Dataset entries
· · · · ·

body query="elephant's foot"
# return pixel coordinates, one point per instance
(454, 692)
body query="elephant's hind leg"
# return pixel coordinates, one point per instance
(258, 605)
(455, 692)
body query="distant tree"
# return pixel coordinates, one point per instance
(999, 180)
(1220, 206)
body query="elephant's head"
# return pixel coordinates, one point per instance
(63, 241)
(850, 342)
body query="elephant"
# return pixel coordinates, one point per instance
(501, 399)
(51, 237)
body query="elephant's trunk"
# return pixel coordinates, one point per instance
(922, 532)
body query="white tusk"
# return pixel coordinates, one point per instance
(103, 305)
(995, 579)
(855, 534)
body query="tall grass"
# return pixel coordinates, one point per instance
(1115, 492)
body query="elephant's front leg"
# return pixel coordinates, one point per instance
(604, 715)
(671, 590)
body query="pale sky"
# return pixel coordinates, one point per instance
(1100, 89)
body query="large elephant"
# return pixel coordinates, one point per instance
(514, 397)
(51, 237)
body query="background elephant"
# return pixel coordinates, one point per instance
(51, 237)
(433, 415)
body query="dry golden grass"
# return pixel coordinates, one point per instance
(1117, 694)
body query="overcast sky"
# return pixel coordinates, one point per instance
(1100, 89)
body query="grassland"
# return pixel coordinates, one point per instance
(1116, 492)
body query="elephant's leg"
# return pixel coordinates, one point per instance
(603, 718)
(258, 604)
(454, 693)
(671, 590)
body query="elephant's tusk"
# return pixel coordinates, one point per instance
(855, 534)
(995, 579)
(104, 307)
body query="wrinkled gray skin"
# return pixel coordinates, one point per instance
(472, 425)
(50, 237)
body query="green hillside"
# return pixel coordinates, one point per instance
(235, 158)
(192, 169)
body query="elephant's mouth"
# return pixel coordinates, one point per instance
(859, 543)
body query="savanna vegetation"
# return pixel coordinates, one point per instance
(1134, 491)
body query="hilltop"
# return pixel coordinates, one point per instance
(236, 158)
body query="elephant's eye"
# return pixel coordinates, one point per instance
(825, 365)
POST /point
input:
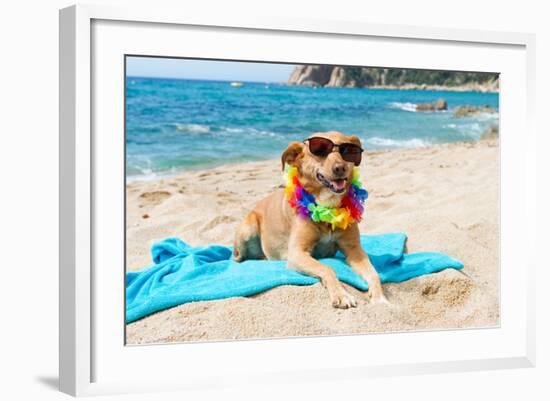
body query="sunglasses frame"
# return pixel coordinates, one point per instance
(335, 145)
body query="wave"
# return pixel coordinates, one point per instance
(193, 128)
(403, 106)
(396, 143)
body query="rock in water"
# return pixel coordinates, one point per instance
(438, 105)
(467, 110)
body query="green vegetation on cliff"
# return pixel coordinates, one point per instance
(335, 76)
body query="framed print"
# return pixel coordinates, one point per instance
(284, 200)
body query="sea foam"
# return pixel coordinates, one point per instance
(403, 106)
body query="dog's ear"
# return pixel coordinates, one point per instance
(292, 153)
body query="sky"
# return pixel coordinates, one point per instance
(207, 70)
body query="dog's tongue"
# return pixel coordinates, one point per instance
(339, 184)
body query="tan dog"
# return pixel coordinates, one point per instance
(274, 231)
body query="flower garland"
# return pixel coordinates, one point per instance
(350, 210)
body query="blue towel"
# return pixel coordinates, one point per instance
(182, 273)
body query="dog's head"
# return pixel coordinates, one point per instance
(327, 177)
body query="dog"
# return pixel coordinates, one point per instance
(274, 229)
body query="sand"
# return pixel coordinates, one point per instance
(445, 198)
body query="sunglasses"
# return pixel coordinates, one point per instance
(322, 147)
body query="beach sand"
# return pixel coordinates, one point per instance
(445, 198)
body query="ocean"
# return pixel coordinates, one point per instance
(174, 125)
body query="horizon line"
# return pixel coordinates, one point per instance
(205, 79)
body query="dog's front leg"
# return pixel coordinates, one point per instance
(301, 242)
(359, 261)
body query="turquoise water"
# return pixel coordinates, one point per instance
(174, 125)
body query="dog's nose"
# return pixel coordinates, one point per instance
(339, 169)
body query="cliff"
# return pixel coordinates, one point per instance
(361, 77)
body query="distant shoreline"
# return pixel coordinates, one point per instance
(423, 87)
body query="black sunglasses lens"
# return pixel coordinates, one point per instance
(351, 153)
(320, 146)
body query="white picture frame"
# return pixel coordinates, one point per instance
(92, 363)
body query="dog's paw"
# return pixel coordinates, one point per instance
(343, 299)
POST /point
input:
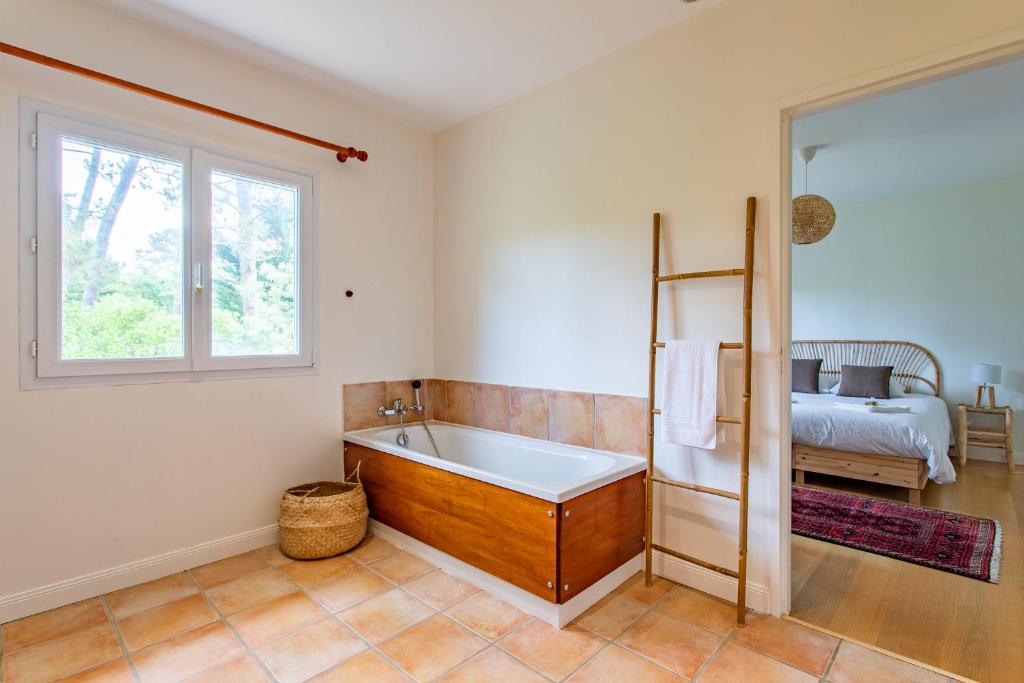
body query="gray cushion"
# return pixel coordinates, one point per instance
(805, 375)
(865, 381)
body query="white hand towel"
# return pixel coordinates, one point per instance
(689, 413)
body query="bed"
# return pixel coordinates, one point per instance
(901, 449)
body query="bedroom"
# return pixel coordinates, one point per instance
(920, 271)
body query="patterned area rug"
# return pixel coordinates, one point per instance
(961, 544)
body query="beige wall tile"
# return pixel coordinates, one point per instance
(461, 399)
(570, 418)
(529, 412)
(492, 407)
(621, 424)
(361, 401)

· · · · ·

#### [Exercise requirements]
Filter the records for lines holding the string "sand". Copy each one.

#### [Result]
body query="sand"
body query="beach sand"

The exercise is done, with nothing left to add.